▶ [WORK TO COMPLETE]
Print out every line, exactly as written.

▶ [SUPPLIED RECORDS]
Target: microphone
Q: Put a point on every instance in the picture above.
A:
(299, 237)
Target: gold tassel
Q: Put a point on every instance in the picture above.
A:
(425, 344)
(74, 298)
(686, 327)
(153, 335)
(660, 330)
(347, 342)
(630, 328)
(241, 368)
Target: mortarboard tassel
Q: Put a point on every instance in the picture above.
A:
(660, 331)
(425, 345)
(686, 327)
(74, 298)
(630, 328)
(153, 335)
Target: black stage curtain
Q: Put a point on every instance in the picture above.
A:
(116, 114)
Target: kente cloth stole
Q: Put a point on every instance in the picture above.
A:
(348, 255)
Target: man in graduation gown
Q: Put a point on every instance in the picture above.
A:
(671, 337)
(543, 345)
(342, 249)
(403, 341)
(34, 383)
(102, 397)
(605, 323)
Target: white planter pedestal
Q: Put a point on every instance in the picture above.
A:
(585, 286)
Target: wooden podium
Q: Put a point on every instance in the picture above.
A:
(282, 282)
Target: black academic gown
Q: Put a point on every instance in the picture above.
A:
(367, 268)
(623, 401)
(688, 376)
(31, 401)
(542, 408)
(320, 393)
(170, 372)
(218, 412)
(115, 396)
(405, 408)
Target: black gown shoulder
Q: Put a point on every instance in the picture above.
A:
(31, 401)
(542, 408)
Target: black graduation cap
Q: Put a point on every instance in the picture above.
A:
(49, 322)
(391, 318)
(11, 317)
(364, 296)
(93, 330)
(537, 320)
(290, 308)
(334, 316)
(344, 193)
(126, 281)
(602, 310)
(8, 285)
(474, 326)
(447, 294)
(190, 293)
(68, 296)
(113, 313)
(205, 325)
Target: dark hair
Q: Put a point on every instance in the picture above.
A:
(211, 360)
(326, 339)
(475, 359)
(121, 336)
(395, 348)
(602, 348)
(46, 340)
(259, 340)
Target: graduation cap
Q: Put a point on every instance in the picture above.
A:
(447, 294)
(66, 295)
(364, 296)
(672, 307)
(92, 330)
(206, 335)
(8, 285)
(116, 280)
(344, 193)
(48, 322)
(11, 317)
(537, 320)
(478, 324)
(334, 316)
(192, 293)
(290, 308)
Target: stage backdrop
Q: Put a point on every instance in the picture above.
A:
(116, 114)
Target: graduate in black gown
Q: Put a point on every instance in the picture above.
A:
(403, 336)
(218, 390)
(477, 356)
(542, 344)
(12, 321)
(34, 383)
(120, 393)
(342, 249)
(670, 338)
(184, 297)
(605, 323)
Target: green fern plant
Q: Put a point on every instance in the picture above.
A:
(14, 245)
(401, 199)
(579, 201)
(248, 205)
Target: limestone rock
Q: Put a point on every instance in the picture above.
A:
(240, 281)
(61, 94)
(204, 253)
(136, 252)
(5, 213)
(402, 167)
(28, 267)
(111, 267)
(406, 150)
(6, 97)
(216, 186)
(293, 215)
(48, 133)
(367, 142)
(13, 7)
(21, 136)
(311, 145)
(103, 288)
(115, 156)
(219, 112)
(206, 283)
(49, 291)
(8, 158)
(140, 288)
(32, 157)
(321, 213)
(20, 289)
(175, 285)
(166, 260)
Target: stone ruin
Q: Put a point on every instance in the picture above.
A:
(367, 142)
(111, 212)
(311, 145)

▶ [EXERCISE SOLUTION]
Target: microphone
Q: Put a point on every instance in the picture above.
A:
(299, 237)
Target: gold tassel
Q: Put a point on every instance in the picture above.
A:
(425, 344)
(74, 298)
(686, 327)
(153, 335)
(660, 330)
(347, 342)
(630, 328)
(241, 368)
Target: mortarboard tassel
Q: Put a point on every instance in the picture above.
A:
(660, 331)
(425, 345)
(686, 327)
(74, 298)
(630, 328)
(153, 335)
Target: black stage curtain
Q: Put a point on every instance in the picture above.
A:
(116, 114)
Target: kente cloth stole
Q: Put a point on every instance in the picture above.
A:
(348, 255)
Target: man in graduation gown
Q: Put a point on every instance in the picture above.
A:
(671, 337)
(543, 345)
(342, 249)
(403, 341)
(34, 383)
(102, 397)
(605, 323)
Target: white planter pedestal
Q: Put a point on every instance in the picture above.
A:
(585, 286)
Target: wooden podium
Q: Put a point on every instance in the picture above.
A:
(282, 282)
Target: black academic gown
Q: Put a point on every instance in the picture above.
A:
(367, 268)
(623, 401)
(688, 376)
(31, 401)
(542, 408)
(320, 393)
(170, 372)
(218, 412)
(115, 396)
(405, 408)
Target: black gown shoulder
Q: Put a point on every instance in the picture above.
A:
(31, 401)
(542, 408)
Target: black graduation cap
Q: Put a point on every instance in the picture above.
A:
(49, 322)
(391, 318)
(11, 317)
(364, 296)
(93, 330)
(537, 320)
(290, 308)
(334, 316)
(344, 193)
(126, 281)
(602, 310)
(8, 285)
(474, 326)
(447, 294)
(190, 293)
(68, 296)
(113, 313)
(205, 325)
Target: dark hair
Q: Put a point on every instance in the picture above.
A:
(211, 360)
(326, 339)
(475, 359)
(121, 336)
(395, 348)
(602, 348)
(46, 340)
(259, 340)
Target: graduation cap
Q: Put a point on every instance in the picture above.
A:
(447, 294)
(66, 295)
(364, 296)
(672, 307)
(92, 330)
(206, 335)
(8, 285)
(116, 280)
(344, 193)
(48, 322)
(11, 317)
(537, 320)
(478, 324)
(334, 316)
(192, 293)
(290, 308)
Target: stage backdrop
Q: Put a point on every instance in the picture above.
A:
(116, 114)
Target: graduate in black gown
Q: Put a point on every instance in the picture above.
A:
(403, 336)
(218, 390)
(477, 356)
(542, 344)
(12, 321)
(34, 383)
(120, 393)
(342, 249)
(670, 338)
(184, 297)
(605, 323)
Target: green fern plant
Q: Put a point on every instance in the picture above.
A:
(14, 245)
(401, 199)
(579, 201)
(248, 205)
Target: limestone rock
Q: Put a point on every instance in the picture above.
A:
(240, 281)
(61, 94)
(204, 253)
(136, 252)
(5, 213)
(402, 167)
(28, 267)
(111, 267)
(406, 150)
(6, 97)
(216, 186)
(293, 215)
(48, 133)
(367, 142)
(13, 7)
(21, 136)
(311, 145)
(103, 288)
(115, 156)
(219, 112)
(206, 283)
(49, 291)
(8, 158)
(140, 288)
(32, 157)
(321, 213)
(20, 289)
(175, 285)
(166, 260)
Target: stone ruin
Q: Put a point on every instance in the picture above.
A:
(367, 142)
(111, 212)
(311, 145)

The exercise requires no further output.